What is expected -
Switch "a single space between the two fields" to "separated by one space" everywhere in the data below, and give every line back otherwise unchanged. Leave the pictures out.

Raw data -
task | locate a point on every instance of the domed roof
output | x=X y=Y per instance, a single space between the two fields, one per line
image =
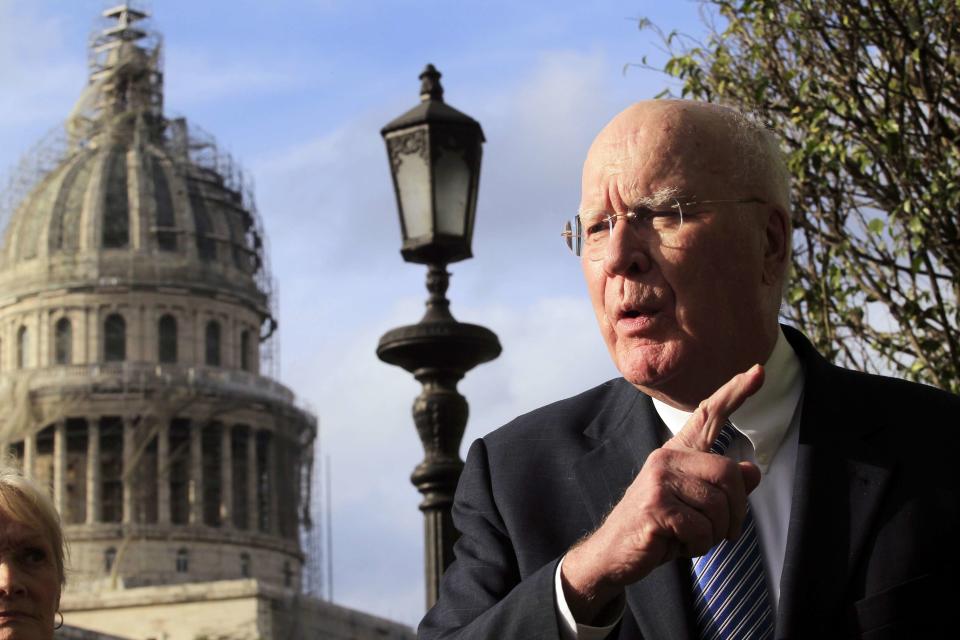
x=136 y=198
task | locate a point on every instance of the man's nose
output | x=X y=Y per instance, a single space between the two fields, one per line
x=11 y=583
x=627 y=251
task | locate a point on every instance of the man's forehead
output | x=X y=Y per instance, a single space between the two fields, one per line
x=657 y=146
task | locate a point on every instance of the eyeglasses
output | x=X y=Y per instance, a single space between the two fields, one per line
x=588 y=233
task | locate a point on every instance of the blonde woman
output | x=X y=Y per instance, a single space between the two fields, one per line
x=31 y=560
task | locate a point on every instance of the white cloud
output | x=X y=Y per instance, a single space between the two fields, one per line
x=196 y=77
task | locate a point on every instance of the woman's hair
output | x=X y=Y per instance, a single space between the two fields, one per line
x=23 y=501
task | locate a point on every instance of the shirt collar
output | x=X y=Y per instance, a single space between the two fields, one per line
x=765 y=416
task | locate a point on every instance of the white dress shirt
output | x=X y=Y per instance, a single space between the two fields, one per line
x=768 y=425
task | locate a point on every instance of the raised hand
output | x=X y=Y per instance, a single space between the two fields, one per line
x=683 y=502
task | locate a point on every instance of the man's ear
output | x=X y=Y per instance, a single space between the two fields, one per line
x=777 y=240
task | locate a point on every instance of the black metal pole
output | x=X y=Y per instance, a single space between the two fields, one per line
x=438 y=351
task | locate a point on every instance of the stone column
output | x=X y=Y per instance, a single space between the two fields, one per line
x=196 y=474
x=163 y=473
x=253 y=504
x=226 y=477
x=273 y=461
x=129 y=469
x=60 y=467
x=93 y=470
x=29 y=453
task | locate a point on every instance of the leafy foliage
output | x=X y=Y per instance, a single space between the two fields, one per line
x=866 y=96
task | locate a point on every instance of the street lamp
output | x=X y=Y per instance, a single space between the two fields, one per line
x=434 y=153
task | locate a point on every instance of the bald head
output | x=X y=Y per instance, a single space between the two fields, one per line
x=704 y=138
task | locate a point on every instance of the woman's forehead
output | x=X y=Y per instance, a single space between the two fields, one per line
x=14 y=533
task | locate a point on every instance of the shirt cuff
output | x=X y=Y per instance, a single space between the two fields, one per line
x=570 y=629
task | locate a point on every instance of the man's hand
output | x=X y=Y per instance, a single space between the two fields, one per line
x=683 y=502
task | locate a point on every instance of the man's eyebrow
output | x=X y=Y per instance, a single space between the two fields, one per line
x=658 y=198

Result of this exercise -
task | locate a point on every instance of the domed roof
output | x=X y=Y per instance, separated by one space, one per line
image =
x=136 y=198
task | locate a point on every instance of the man's nose
output | x=X y=Y per instance, separated by one space, one per line
x=11 y=583
x=627 y=251
task | locate a point on every instance of the man's forehead
output | x=X y=Y per instance, separated by one space, one per line
x=657 y=146
task | locate a point on every instance of the eyeglasses
output | x=X y=Y per instance, separated by one space, one per line
x=588 y=233
task | locate a point on every instance of the blonde woman
output | x=X y=Y per instance, separated by one space, one per line
x=31 y=560
task | locate a point on every instance of the white cloud
output | x=X y=Y per instance, separated by one space, one per line
x=196 y=77
task | locate a point on every instance of the woman's hair
output | x=X y=Y per instance, separated by one space, one per line
x=23 y=501
task | locate a point on every instance of the shirt collar
output | x=X y=Y per instance, separated by one space, one per line
x=765 y=416
task | locate a point on every instance of the white dress shirt
output | x=X y=Y per instance, separated by one space, one per line
x=768 y=425
task | locate a point on every instance of the raised hand
output | x=X y=Y per instance, separated by one space, one per line
x=683 y=502
task | locate a point on every instance of the man's ear
output | x=X y=Y per instance, separated by one space, one per line
x=777 y=240
task | locate a point on every instance of the black metal pole
output | x=X y=Y per instance, separated by one space, one per line
x=438 y=351
task | locate a point on every instance of the stone column
output | x=X y=Y per instance, separated by one space, one per line
x=196 y=474
x=163 y=473
x=253 y=504
x=226 y=477
x=273 y=461
x=129 y=469
x=60 y=467
x=93 y=470
x=29 y=453
task | locate a point on every instance of the leafy foliage
output | x=X y=Y per instance, separated by one space, one per line
x=866 y=96
task | locate a point on every instance of the street lamp
output | x=X y=Y per instance, separated by one space, one per line
x=434 y=153
task | locate a point on every instance of the bald head
output | x=X y=Y per instance, separated by one space, one per line
x=704 y=138
task | locate a point on every instance of the woman's forehead
output | x=X y=Y per instance, separated by one space, one per line
x=14 y=533
task | locate a point on every instance of the shirt cuff
output | x=X y=Y per instance, separated by one space, one per line
x=570 y=629
task | locate a point on every instance of the man's hand
output | x=X y=Y per instance, separated by one space, one per line
x=683 y=502
task | locate a point on every instance of the man's eyebrow
output | x=X y=Y per instance, separated by one space, one per line
x=658 y=198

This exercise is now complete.